» **Exercise directions**:
Reproduce word for word the stretch from "How does inflation" through "the cost-of-living increases." in the post on how inflation affects loan interest rates.

Posted on May 25, 2022

How does inflation affect your Loan interest rate?

A small bank in one of the villages of India has been distributing monies at very low rate of interest. Seeing that money is cheap & easy, the villagers have been buying all sorts of things. Seeing that many households’ items demand has gone up, the shop-keepers have increased the price of the items.

Now some important household items are getting out of reach for few households in the village. This brings a disruption in system since the earnings is still same, however, the cost-of-living increases.
These concerns travel to the head office of the big bank which lent money to this small bank. They assess the situation and tells the small bank – “Curtail your lending”. They ask the small bank to keep a sizeable amount of money as deposit (Cash Reserve Ratio) with the big bank and secondly it increases the Rate of interest of the loan given to the small bank (Repo Rate).

With no choice left, the small bank too passes the higher ROI to the client and has limited kitty to fund its client. Seeing the higher ROI, the villagers take smaller loans and spend less. Seeing that there is less spending, the shopkeeper reduces the price of the items and everyone is now able to afford the required household things.

The small bank here is any Nationalised/ Private Bank. The villagers are its clients and the big bank is RBI. This is an ideal scenario where the inflation is curb but in reality, it is a complex matter to understand given the current situation globally.

For sake of simplicity, we haven’t factored the Corona Virus, Ukraine Russia War, the lockdown in China, the heatwave. These are some of the reasons why prices of Cereals, Meat, fish, Oils, fats, Pulses, Clothing, footwear, Fuel, light are rising. There is a demand for these items but their supply is constraint and hence their prices have increased. The Banks doled out money at lower ROI and hence the demand was matched with the money available but the inflation mark has been crossing the 6% mark of RBI for last 4 months and it’s a worry for RBI.

Now money is expensive and hence to restrict the inflation rates, RBI has increased the Repo rate & Cash Reserve Ratio. Since your lender has also borrowed money either through deposits or financing, they will pass on the higher ROI on to the end user and hence the end user too will take a brunt of the inflation.

This is the period where Interest Rates will rise leading to lower demand. Lower demand means less production. The factories will remain idle and hence there may be lay-offs. This will further lower the demand. Seeing that there is low demand, prices will fall and hence inflation rate will come down. With lower inflation, RBI will lower the rates and banks will dole out money again and the cycle continues.

» **Data section**:
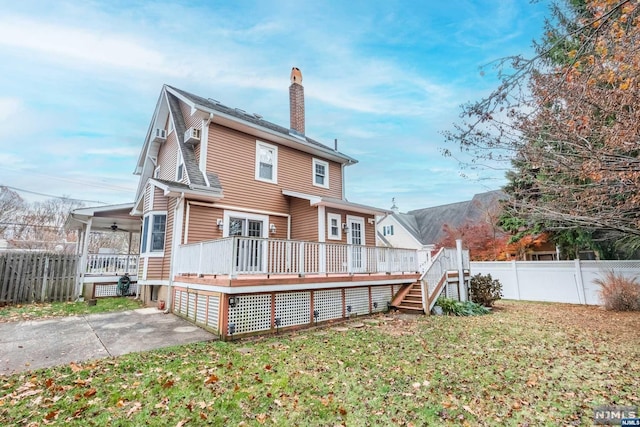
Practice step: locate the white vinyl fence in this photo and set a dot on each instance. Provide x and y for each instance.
(554, 281)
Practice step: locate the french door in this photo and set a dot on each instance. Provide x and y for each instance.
(249, 252)
(355, 238)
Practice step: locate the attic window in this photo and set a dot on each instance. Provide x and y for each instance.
(320, 173)
(266, 162)
(179, 168)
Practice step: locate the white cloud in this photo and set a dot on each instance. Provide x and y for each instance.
(82, 44)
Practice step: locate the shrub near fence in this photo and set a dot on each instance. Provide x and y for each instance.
(37, 277)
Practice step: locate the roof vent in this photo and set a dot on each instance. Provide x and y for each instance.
(192, 136)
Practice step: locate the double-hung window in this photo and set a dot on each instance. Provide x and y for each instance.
(153, 233)
(334, 227)
(320, 173)
(266, 162)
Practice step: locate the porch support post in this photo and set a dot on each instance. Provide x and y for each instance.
(322, 256)
(462, 292)
(82, 268)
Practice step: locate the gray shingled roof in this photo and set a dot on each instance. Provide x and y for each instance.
(251, 118)
(430, 221)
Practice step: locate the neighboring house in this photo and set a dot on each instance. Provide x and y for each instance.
(424, 228)
(245, 226)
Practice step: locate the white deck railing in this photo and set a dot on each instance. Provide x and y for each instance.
(445, 260)
(249, 255)
(112, 264)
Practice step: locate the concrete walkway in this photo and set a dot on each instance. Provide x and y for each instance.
(39, 344)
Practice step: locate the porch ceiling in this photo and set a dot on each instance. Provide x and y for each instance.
(104, 218)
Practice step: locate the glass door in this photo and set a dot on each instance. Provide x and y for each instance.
(249, 247)
(355, 238)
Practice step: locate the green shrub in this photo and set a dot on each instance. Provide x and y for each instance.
(457, 308)
(485, 290)
(619, 293)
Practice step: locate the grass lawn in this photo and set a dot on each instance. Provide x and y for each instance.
(13, 313)
(526, 364)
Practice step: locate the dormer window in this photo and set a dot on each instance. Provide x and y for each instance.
(320, 173)
(266, 162)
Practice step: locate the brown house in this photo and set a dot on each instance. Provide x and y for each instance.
(245, 226)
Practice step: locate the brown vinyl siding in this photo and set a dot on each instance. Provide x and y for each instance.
(304, 220)
(159, 200)
(168, 240)
(232, 154)
(147, 198)
(202, 223)
(281, 227)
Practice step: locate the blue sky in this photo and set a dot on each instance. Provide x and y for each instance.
(79, 82)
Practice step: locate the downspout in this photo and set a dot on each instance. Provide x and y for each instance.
(175, 242)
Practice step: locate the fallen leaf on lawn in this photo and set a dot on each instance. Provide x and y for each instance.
(51, 415)
(211, 379)
(135, 408)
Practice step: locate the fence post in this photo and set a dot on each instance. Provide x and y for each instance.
(580, 283)
(514, 266)
(45, 276)
(462, 291)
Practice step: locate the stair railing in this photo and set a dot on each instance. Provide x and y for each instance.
(430, 280)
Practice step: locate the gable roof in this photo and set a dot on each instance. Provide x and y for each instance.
(292, 138)
(426, 224)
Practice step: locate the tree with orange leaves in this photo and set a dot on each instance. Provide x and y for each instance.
(568, 122)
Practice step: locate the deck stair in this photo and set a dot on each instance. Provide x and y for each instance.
(409, 299)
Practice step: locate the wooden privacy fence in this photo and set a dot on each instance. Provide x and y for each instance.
(37, 277)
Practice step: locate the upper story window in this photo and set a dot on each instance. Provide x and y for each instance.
(179, 169)
(153, 233)
(320, 173)
(266, 162)
(333, 226)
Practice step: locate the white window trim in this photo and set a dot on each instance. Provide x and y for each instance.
(179, 162)
(350, 219)
(274, 178)
(338, 218)
(326, 173)
(149, 253)
(227, 215)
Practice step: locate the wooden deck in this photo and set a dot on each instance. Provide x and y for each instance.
(314, 280)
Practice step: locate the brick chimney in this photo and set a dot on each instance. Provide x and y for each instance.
(296, 101)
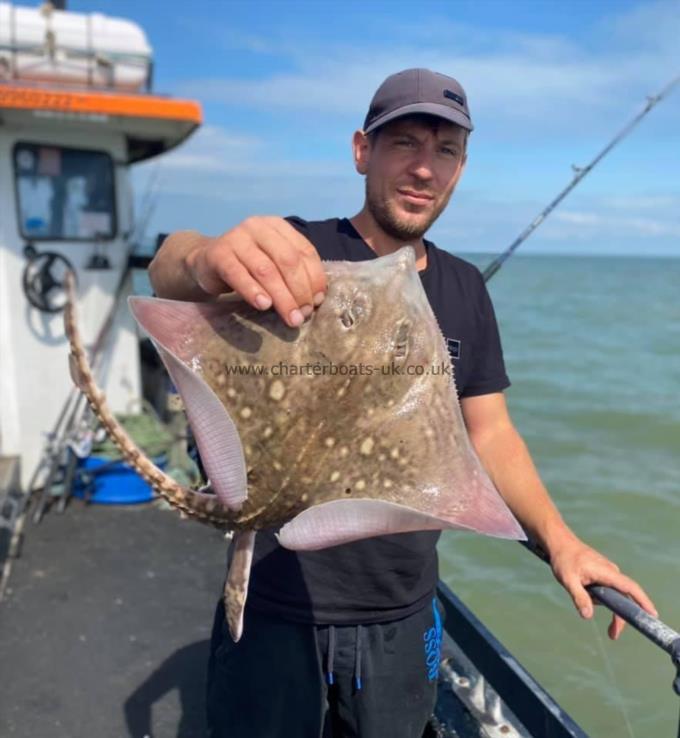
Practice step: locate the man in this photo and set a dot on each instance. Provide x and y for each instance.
(334, 640)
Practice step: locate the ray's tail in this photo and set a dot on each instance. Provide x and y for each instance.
(197, 505)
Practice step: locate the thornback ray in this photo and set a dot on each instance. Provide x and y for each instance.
(345, 428)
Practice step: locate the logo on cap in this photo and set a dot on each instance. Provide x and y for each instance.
(454, 97)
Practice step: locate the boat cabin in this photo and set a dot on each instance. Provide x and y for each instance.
(76, 112)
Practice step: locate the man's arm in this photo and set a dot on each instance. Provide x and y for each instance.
(263, 259)
(508, 462)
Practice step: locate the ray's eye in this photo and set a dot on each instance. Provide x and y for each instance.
(346, 318)
(356, 308)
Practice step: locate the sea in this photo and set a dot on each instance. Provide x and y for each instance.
(592, 347)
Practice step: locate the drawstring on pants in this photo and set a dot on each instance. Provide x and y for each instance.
(331, 654)
(357, 660)
(330, 676)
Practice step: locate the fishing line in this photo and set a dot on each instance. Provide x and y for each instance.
(612, 676)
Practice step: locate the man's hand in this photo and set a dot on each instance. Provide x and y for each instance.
(576, 565)
(263, 259)
(506, 458)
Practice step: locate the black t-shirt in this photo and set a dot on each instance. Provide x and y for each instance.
(387, 577)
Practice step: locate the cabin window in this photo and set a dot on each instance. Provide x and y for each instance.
(64, 194)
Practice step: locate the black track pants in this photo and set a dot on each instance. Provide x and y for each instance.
(274, 683)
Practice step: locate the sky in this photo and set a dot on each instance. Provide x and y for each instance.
(284, 84)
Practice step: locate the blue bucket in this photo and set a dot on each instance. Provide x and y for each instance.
(115, 484)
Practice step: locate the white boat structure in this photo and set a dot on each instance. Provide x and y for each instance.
(77, 111)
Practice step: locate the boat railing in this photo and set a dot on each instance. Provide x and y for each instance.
(91, 68)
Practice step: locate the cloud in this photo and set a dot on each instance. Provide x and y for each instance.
(548, 83)
(589, 225)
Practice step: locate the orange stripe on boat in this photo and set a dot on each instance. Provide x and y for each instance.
(102, 103)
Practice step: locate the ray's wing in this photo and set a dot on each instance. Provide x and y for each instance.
(171, 324)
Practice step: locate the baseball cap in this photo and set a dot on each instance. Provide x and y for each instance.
(418, 91)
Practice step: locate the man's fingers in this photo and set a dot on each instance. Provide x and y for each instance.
(629, 587)
(233, 273)
(616, 627)
(266, 274)
(310, 258)
(285, 254)
(581, 598)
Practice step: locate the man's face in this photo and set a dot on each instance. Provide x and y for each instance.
(411, 168)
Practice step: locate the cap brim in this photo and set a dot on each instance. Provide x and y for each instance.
(440, 111)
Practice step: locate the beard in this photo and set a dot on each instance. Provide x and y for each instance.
(393, 223)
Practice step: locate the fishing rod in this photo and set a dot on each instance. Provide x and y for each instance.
(652, 628)
(579, 174)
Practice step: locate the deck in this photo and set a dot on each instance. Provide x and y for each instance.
(105, 623)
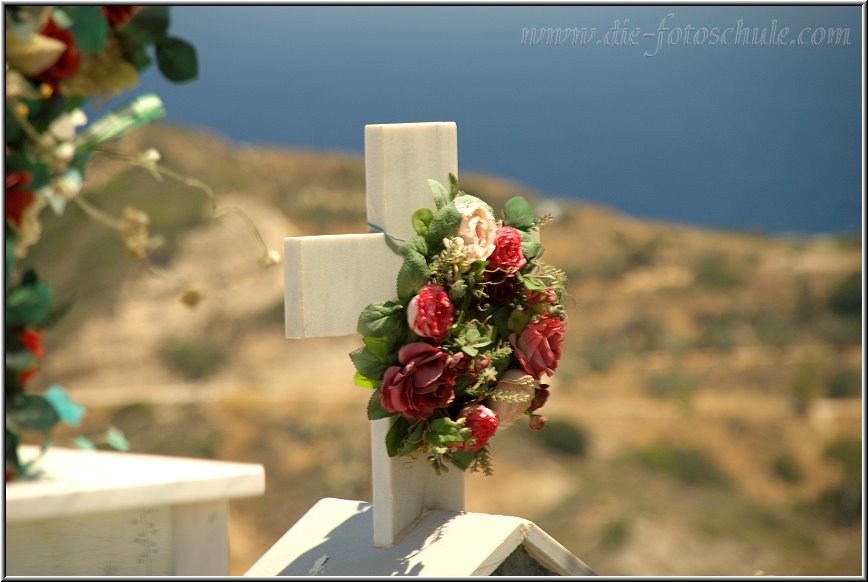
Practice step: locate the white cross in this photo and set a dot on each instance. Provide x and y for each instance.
(330, 279)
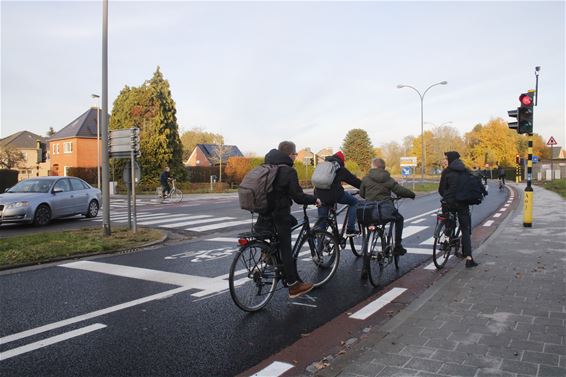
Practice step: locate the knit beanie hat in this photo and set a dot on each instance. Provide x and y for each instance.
(451, 156)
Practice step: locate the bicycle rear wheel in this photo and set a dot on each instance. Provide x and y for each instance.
(357, 242)
(377, 259)
(441, 247)
(253, 277)
(318, 258)
(176, 195)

» **Answer to this exercise**:
How does inflation affect your Loan interest rate?

A small bank in one of the villages of India has been distributing monies at very low rate of interest. Seeing that money is cheap & easy, the villagers have been buying all sorts of things. Seeing that many households’ items demand has gone up, the shop-keepers have increased the price of the items.

Now some important household items are getting out of reach for few households in the village. This brings a disruption in system since the earnings is still same, however, the cost-of-living increases.